**Task to carry out**
Retype all of the data word for word, without pictures.

==== Input records

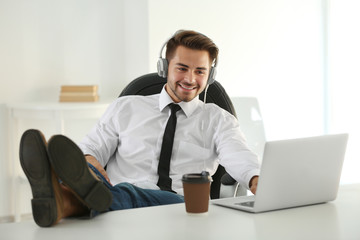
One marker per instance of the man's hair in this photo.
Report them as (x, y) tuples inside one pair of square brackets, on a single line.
[(192, 40)]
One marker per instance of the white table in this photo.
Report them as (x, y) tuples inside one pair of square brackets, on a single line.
[(336, 220), (55, 113)]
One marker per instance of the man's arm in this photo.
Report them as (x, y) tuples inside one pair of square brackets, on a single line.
[(92, 160)]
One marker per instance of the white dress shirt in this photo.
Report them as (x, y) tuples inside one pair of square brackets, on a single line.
[(128, 140)]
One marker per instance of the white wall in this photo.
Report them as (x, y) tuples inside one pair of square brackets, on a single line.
[(344, 78), (268, 49)]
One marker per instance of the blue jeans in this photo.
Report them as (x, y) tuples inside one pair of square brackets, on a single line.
[(126, 195)]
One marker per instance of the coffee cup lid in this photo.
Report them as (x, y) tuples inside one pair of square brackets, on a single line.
[(203, 177)]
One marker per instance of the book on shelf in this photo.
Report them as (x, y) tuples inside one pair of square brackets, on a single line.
[(79, 88), (79, 98), (79, 93)]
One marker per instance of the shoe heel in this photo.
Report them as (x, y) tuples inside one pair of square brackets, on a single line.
[(44, 211), (99, 198)]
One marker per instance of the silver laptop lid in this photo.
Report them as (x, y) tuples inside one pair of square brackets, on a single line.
[(300, 172)]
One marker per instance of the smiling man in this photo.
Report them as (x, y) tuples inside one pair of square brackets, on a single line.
[(71, 180), (188, 73)]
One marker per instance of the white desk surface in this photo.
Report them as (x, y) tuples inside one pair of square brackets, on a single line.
[(336, 220)]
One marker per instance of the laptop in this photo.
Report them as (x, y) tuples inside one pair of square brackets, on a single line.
[(295, 172)]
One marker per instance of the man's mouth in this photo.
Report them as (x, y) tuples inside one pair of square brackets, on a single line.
[(187, 87)]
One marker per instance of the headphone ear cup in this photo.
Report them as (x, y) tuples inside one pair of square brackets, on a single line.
[(162, 67), (212, 75)]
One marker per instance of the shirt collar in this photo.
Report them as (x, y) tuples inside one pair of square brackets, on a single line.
[(187, 107)]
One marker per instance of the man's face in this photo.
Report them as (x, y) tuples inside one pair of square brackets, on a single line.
[(187, 74)]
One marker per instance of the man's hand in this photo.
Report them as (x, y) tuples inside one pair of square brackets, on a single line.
[(92, 160), (253, 184)]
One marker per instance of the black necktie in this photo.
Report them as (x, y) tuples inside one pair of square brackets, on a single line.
[(164, 181)]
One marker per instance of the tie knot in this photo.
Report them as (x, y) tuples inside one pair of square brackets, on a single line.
[(174, 108)]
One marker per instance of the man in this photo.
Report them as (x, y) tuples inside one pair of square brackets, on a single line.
[(128, 141)]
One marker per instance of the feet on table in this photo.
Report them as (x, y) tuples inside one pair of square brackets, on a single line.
[(44, 164)]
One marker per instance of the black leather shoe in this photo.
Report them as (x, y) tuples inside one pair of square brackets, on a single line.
[(47, 205), (70, 165)]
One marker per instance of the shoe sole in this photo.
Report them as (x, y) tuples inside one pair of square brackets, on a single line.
[(69, 163), (47, 201)]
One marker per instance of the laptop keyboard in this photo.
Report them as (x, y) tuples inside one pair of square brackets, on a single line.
[(246, 204)]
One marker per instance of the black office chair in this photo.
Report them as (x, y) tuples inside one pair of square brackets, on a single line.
[(152, 84)]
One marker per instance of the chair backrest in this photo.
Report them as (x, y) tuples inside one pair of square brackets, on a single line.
[(152, 84), (249, 116)]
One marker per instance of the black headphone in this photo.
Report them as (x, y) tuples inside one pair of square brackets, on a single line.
[(163, 65)]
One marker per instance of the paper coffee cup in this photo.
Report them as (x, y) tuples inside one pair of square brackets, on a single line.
[(197, 192)]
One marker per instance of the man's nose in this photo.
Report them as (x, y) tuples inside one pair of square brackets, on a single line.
[(190, 77)]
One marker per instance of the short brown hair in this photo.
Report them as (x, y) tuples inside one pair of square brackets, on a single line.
[(192, 40)]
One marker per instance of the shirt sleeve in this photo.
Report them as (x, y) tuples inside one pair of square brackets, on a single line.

========

**Solution to this task**
One marker per instance of the man's hair in this photo.
Report them as (x, y) tuples inside one pair of square brackets, on a single line.
[(192, 40)]
One marker per instance of the white table in this photo.
Report them as (x, y) tuples inside one pair of square brackets, on a single line.
[(336, 220), (55, 113)]
One marker per instance of the man's arm in this photo.
Report them as (x, y) tuples inside one pair of square brackets, on a single line.
[(92, 160)]
One marker per instance of the white dress shirt in this photo.
Report them as (x, y) tuples inside one pair of square brackets, on a single line.
[(128, 140)]
One marker per instance of the white wall in this photo.
Report them as (x, y) tuples inside one pair of square brackets, on a single line.
[(344, 78), (268, 49)]
One marker per instance of the blue jeans in this photo.
Report them as (x, y) tuples inside one pair of square brackets, on a single line.
[(126, 195)]
One marker per instance of the coffee cup lid in this photo.
Report them as (x, y) tuples inside one pair of square brackets, on a single line.
[(203, 177)]
One marker per instance of the book on shelf in this photo.
Report them as (x, y) tuples inside one pair of square brackets, on a single line.
[(79, 88), (79, 98), (79, 93)]
One marker per instance of the shoe heel in this photo.
Report them as (x, y) tuples inside one pair of square brackets, on a single line.
[(44, 211), (99, 198)]
One marker per instance of the silver laptop lid in this photo.
Report them as (x, y) tuples inside one pair of square brackets, on a single line.
[(300, 172)]
One marker per instance of the smiling man in this photo.
Report them as (x, y) tuples inside one pair of square brackets, on a single line.
[(71, 180), (188, 73)]
One marker per instance of the white desk surface in this photo.
Report them as (x, y) tuples inside one pair of square brackets, on a single line.
[(336, 220)]
One marker per instance of the laptop in this photo.
Report them as (x, y) tuples inside one pair of square brackets, on a single line.
[(295, 172)]
One marker per instance of the man's mouth in this photo.
Report them as (x, y) tuples inside one pair of square brackets, on a single line.
[(187, 87)]
One marker per instance of the headphone ear cup in this photo.
Report them as (x, y) tuples inside one pair of square brackets, on a single line.
[(162, 67), (212, 75)]
One marker per instance of the shirt collar in this photo.
Report them as (x, y) tuples inside one pair of square brackets, on a single line.
[(187, 107)]
One marker per instance of the man's face in this photo.
Report them as (x, y) tuples inside one pair of square brackets, on a single line.
[(187, 74)]
One marker per instance of the man's hand in this photo.
Report them as (x, y) tuples inside one pair of square brackets, on a single line.
[(92, 160), (253, 184)]
One marker per instance of the black necktie in this photo.
Report them as (x, y) tuples inside one pair of square brackets, on a single line.
[(164, 181)]
One marker per instance of the tie knot in this photo.
Report them as (x, y) tuples inside one pair of square brackets, on a single line.
[(174, 108)]
One marker per instance of the man in this photo.
Report them as (x, y) tuples inside one pair of square brackets, on a single line.
[(128, 141)]
One marker per instance of the feet on table in this photo.
Report them as (x, y) tuples inside one pair of square brackets, on a single line.
[(44, 164)]
One marker per instance of the black leather shoe in this photo.
Report them as (x, y) tuples inside one pair of square brackets, on a single line.
[(47, 205), (70, 165)]
One marker per instance of the shoe sole in this photo.
Report them as (x, y) tuples inside one pair of square brackets, on a single line.
[(69, 163), (47, 201)]
One marker per instance of the laptop keyboard in this photo.
Report them as (x, y) tuples inside one pair of square brackets, on a single line.
[(246, 204)]
One marker per instance of the black office chair in this photo.
Report them as (x, y) tuples inside one pair of square brackets, on a single line.
[(152, 84)]
One marker per instance of the chair backrest in this photo.
Report them as (x, y) tuples inside one pair of square brackets, on a single line.
[(152, 84), (249, 116)]
One marker per instance of the black headphone in this photo.
Report them as (x, y) tuples inside one pair of square brackets, on a single line.
[(163, 65)]
One marker per instance of the paper coffee cup in this photo.
Report them as (x, y) tuples inside one pair of square brackets, on a single line.
[(197, 192)]
One marker per instance of the man's nose in this photo.
Report them as (x, y) tuples inside one pair of square brackets, on a single line.
[(190, 77)]
One marker per instance of the short brown hair in this photo.
Report them as (x, y) tuples inside one pair of square brackets, on a single line.
[(192, 40)]
One marker per instance of the shirt sleeve in this photo.
Report them as (x, y) tuples inside one pair of square brackets, on a single line.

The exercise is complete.